Image-grounded pointing data
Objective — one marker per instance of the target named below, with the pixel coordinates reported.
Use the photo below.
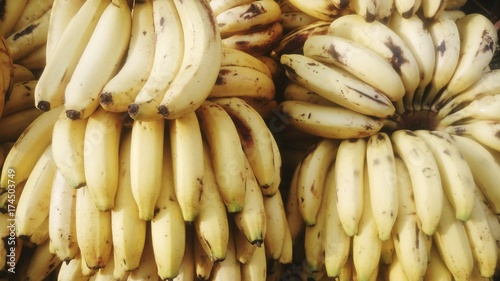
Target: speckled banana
(408, 237)
(168, 229)
(101, 157)
(245, 17)
(34, 203)
(122, 89)
(29, 147)
(127, 229)
(187, 149)
(62, 216)
(477, 46)
(68, 139)
(146, 164)
(327, 121)
(201, 60)
(358, 60)
(424, 175)
(349, 178)
(81, 96)
(311, 178)
(227, 155)
(167, 58)
(66, 54)
(456, 176)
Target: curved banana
(29, 147)
(68, 141)
(168, 52)
(336, 85)
(62, 216)
(64, 56)
(146, 165)
(168, 229)
(327, 121)
(349, 177)
(81, 96)
(122, 89)
(424, 175)
(200, 63)
(228, 157)
(311, 178)
(101, 157)
(127, 229)
(187, 148)
(358, 60)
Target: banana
(201, 60)
(219, 6)
(11, 10)
(365, 8)
(229, 268)
(450, 238)
(34, 203)
(68, 142)
(62, 215)
(101, 157)
(407, 8)
(122, 89)
(366, 245)
(336, 242)
(226, 153)
(187, 148)
(456, 176)
(167, 59)
(62, 12)
(21, 97)
(358, 60)
(234, 57)
(483, 131)
(276, 226)
(256, 42)
(28, 148)
(382, 178)
(349, 177)
(168, 230)
(386, 43)
(29, 37)
(256, 268)
(409, 239)
(482, 241)
(251, 220)
(246, 17)
(241, 81)
(81, 96)
(444, 33)
(343, 88)
(13, 125)
(42, 263)
(419, 41)
(327, 121)
(425, 178)
(255, 138)
(127, 229)
(477, 47)
(65, 54)
(146, 164)
(212, 225)
(93, 231)
(311, 178)
(484, 168)
(487, 84)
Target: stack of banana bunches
(248, 140)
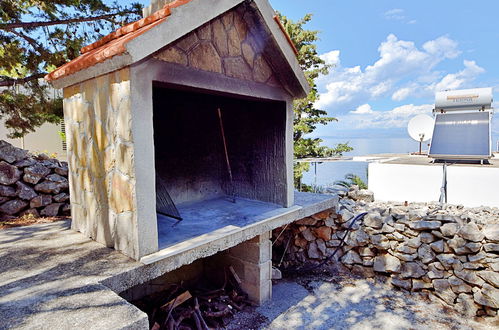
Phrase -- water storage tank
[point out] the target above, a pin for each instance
(464, 99)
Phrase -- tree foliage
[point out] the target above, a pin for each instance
(36, 36)
(307, 116)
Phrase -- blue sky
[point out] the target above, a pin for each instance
(391, 57)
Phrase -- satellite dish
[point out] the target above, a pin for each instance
(420, 128)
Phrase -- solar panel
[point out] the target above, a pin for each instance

Task: Go through the entries and count the lines where the word "Phrase" appears; give only the count.

Response: 5